◆ **WRITTEN PROBLEM**:
Would you copy out the whole listing exactly as given?

◆ **INPUT FOR THIS TASK**:
+---+

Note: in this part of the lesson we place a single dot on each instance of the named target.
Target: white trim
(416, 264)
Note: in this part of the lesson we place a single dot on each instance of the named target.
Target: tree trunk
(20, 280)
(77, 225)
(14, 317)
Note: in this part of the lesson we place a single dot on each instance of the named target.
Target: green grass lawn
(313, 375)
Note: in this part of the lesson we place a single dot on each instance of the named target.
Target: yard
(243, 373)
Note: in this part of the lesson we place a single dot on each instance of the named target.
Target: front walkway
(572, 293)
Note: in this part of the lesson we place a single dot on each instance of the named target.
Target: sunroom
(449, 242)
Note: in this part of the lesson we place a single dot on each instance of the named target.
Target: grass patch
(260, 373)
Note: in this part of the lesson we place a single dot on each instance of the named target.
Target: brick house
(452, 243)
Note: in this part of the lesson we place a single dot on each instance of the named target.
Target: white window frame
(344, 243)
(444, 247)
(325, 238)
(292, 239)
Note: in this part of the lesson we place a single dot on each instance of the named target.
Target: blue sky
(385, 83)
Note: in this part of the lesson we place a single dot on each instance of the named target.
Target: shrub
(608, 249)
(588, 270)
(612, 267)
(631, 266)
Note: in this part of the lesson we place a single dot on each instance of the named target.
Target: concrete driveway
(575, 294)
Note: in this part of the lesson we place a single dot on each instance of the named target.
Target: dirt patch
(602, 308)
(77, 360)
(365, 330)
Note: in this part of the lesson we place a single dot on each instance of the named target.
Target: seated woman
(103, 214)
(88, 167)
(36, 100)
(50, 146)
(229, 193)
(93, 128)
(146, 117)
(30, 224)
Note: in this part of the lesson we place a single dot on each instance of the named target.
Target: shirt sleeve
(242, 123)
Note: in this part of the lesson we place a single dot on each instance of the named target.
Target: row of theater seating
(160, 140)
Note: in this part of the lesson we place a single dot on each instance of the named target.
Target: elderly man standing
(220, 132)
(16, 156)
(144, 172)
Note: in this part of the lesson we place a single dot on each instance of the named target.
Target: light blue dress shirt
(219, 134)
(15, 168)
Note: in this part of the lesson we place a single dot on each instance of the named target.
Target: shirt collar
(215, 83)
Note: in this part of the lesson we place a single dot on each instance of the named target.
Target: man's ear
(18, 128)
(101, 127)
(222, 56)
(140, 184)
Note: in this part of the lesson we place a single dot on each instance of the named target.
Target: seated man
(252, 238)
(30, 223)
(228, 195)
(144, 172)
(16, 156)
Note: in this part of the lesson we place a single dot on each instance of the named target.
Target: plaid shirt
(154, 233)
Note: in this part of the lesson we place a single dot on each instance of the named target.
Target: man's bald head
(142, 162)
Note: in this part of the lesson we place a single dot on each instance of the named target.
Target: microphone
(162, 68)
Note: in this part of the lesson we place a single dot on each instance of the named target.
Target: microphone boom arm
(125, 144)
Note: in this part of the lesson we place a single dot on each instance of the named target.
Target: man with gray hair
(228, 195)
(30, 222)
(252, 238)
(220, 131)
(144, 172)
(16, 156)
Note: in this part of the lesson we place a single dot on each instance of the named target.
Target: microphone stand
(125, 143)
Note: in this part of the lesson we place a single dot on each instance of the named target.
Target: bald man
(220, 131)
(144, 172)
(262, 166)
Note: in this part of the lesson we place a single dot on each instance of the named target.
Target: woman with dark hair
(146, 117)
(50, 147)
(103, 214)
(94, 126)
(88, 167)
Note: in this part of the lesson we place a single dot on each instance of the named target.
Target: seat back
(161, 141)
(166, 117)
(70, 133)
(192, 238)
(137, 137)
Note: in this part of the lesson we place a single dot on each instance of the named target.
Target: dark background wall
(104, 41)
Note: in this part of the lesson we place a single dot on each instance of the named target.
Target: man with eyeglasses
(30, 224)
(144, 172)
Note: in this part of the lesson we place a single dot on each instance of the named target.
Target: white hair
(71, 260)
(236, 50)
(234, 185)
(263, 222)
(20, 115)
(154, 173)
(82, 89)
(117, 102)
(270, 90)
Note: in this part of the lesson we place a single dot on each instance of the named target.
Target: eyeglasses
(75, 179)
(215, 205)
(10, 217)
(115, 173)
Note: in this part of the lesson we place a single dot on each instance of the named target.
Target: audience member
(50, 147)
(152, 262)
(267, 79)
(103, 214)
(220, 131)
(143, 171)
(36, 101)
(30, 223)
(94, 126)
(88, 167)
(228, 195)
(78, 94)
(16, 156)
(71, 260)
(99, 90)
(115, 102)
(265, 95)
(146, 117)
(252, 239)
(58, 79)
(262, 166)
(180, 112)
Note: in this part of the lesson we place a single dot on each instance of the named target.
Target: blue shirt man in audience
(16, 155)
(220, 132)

+---+

◆ **REPLY**:
Note: in this part of the lesson we place a single dot on each instance of the named target.
Target: white trim
(416, 264)
Note: in this part of the lesson we place a single dot on each instance of the named target.
Target: tree trunk
(20, 280)
(77, 225)
(14, 317)
Note: in this part of the lesson we place a single dot on each instance of the named target.
Target: green grass lawn
(313, 375)
Note: in this part of the lesson we place a single dot on each instance of the named target.
Target: yard
(243, 373)
Note: in this part of the lesson we place a single dot on each instance of the named target.
Target: front walkway
(572, 293)
Note: in this part of the lesson we place a single dot on each instance of the named target.
Target: sunroom
(449, 242)
Note: in this part of the lesson we place a single dot on each instance of the named target.
Target: grass patch
(260, 373)
Note: in this part of the lesson we place a single dot on each instance of the named target.
Target: brick house
(452, 243)
Note: in this part of the lesson we place a single dot on each instance of the named target.
Target: white window frame
(344, 243)
(444, 247)
(325, 238)
(292, 239)
Note: in this part of the lesson we place a single dot on each instance of the named target.
Target: blue sky
(385, 83)
Note: in this part of the lesson we place a single dot on each instance of the named target.
Target: shrub
(608, 249)
(588, 270)
(612, 267)
(631, 266)
Note: in this part of the lesson we place a single dot on each instance of the named target.
Target: concrete driveway
(575, 294)
Note: in this part of the lesson we place a single dot on each instance of the named target.
Target: dirt patch
(602, 308)
(77, 360)
(365, 330)
Note: in this part of the lesson we place a single dot on each instance of the named target.
Target: seated woman
(103, 214)
(88, 167)
(36, 100)
(50, 146)
(229, 193)
(93, 128)
(146, 117)
(30, 224)
Note: in this part of the lesson we place a single dot on each instance of the named target.
Target: shirt sleeve
(242, 123)
Note: in this part of the lesson we place a single dot on each instance of the named target.
Target: row of theater seating
(160, 140)
Note: in this part of the lesson we place a single dot on each instance of the named target.
Target: elderly man standing
(220, 132)
(16, 156)
(144, 172)
Note: in this part of the lesson we place a single dot on each instance of the named target.
Target: light blue dress shirt
(219, 134)
(15, 168)
Note: in this part of the lesson we place a single dot on each instance of the named target.
Target: shirt collar
(215, 83)
Note: in this part of the lesson we place a single dot on each instance of the named target.
Target: man's ear
(18, 128)
(101, 127)
(222, 56)
(140, 184)
Note: in this part of the lesson we place a single dot on each instance of the named target.
Target: seated man
(252, 238)
(30, 223)
(228, 195)
(144, 172)
(16, 156)
Note: in this part of the lesson we place a single dot on each instance of the named target.
Target: plaid shirt
(154, 233)
Note: in this part of the lesson we place a single dot on each instance of the named target.
Target: man's bald head
(142, 162)
Note: in this part of the lesson we place a single dot on each instance of the named target.
Target: microphone
(162, 68)
Note: in this part of the lesson we place a single dot on each instance of the named target.
Target: microphone boom arm
(125, 144)
Note: in this part of the lesson we place a single dot on each instance of the named target.
Target: man with gray hair
(228, 195)
(30, 222)
(252, 238)
(220, 131)
(144, 172)
(16, 156)
Note: in this part of the lesson we place a single dot on each instance of the named target.
Target: microphone stand
(125, 143)
Note: in this part of the lesson we place a single dot on each instance of the named target.
Target: bald man
(220, 131)
(144, 172)
(262, 166)
Note: in this part of the lesson we place a single dot on each instance of the named target.
Target: woman with dark hair
(146, 117)
(50, 147)
(103, 214)
(94, 126)
(88, 167)
Note: in this part of the lesson we place a single dot on each instance of the named target.
Target: seat back
(161, 141)
(166, 117)
(70, 133)
(192, 238)
(137, 137)
Note: in this part of the lesson we place a single dot on each instance of the named target.
Target: dark background wall
(104, 41)
Note: in this part of the lesson we place a single dot on each instance of the named target.
Target: man with eyeglasses
(30, 224)
(144, 172)
Note: in this part of the lesson we place a single dot on each instance of the named target.
Target: white hair
(71, 260)
(236, 50)
(234, 185)
(263, 222)
(20, 115)
(154, 173)
(82, 89)
(117, 102)
(270, 90)
Note: in this part of the lesson we place a single dot on each instance of the named target.
Target: eyeglasses
(75, 179)
(215, 205)
(10, 217)
(115, 173)
Note: in this part of the lesson we place a single dot on each instance of the named target.
Target: audience member
(50, 147)
(152, 262)
(267, 79)
(103, 214)
(220, 131)
(143, 171)
(36, 101)
(30, 223)
(94, 126)
(88, 167)
(228, 195)
(78, 94)
(16, 156)
(71, 260)
(99, 90)
(115, 102)
(265, 95)
(146, 117)
(252, 239)
(58, 79)
(262, 166)
(180, 112)
Note: in this part of the lesson we place a single dot on each instance of the named target.
Target: blue shirt man in audience
(16, 155)
(220, 132)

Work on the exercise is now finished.